### [Directive a]
Rewrite the records with every "wheat field" changed to "crop field", keeping all else the same.

** Start Supplied text **

People v. Mickelson, Cr. 7295
Court | United States State Supreme Court (California) |
Writing for the Court | TRAYNOR; GIBSON; PETERS; McCOMB |
Citation | 59 Cal.2d 448,30 Cal.Rptr. 18,380 P.2d 658 |
Parties | , 380 P.2d 658 The PEOPLE, Plaintiff and Appellant, v. Curtis Ray MICKELSON, Defendant and Respondent. |
Docket Number | Cr. 7295 |
Decision Date | 18 April 1963 |
Page 18
v.
Curtis Ray MICKELSON, Defendant and Respondent.
Rehearing Denied May 14, 1963.
Page 19
[380 P.2d 659] [59 Cal.2d 449] Stanley Mosk, Atty. Gen., William E. James, Asst. Atty. Gen., William B. McKesson, Dist. Atty., Harry Wood, and Harry Sondheim, Deputy Dist. Attys., for plaintiff and appellant.
Gladys Towles Root and Eugene V. McPherson, Los Angeles, for defendant and respondent.
TRAYNOR, Justice.
Defendant was charged in two counts of an information with committing burglaries of telephone booths, in violation of Penal Code, section 459. His motion to set aside the information was granted (Pen.Code, § 995), and the People appeal. The Attorney General concedes that there was no evidence at the preliminary hearing to support count I and seeks a reversal only as to count II.

** End Supplied text **

### [Directive b]
Based on the court opinion, answer yes or no to each statement and quote the deciding words: (i) The defendant was charged with burglaries of telephone booths. (ii) The Attorney General seeks a reversal on both counts. (iii) Rehearing was denied on May 14, 1963.

** Start Exercise data **

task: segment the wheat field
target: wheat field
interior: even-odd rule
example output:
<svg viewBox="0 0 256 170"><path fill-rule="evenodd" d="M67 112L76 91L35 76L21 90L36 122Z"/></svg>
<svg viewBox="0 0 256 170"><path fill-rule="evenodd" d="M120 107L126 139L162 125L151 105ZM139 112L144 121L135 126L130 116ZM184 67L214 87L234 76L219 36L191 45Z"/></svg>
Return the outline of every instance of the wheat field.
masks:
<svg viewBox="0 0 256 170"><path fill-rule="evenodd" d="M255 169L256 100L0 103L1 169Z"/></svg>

** End Exercise data **

### [Task output a]
task: segment the crop field
target: crop field
interior: even-odd rule
example output:
<svg viewBox="0 0 256 170"><path fill-rule="evenodd" d="M67 112L76 91L35 76L21 90L36 122Z"/></svg>
<svg viewBox="0 0 256 170"><path fill-rule="evenodd" d="M120 107L126 139L162 125L151 105ZM139 112L144 121L135 126L130 116ZM184 67L214 87L234 76L219 36L191 45Z"/></svg>
Return the outline of every instance of the crop field.
masks:
<svg viewBox="0 0 256 170"><path fill-rule="evenodd" d="M255 169L256 100L0 103L1 169Z"/></svg>

### [Task output b]
(i) Yes: "committing burglaries of telephone booths"
(ii) No: "seeks a reversal only as to count II"
(iii) Yes: "Rehearing Denied May 14, 1963."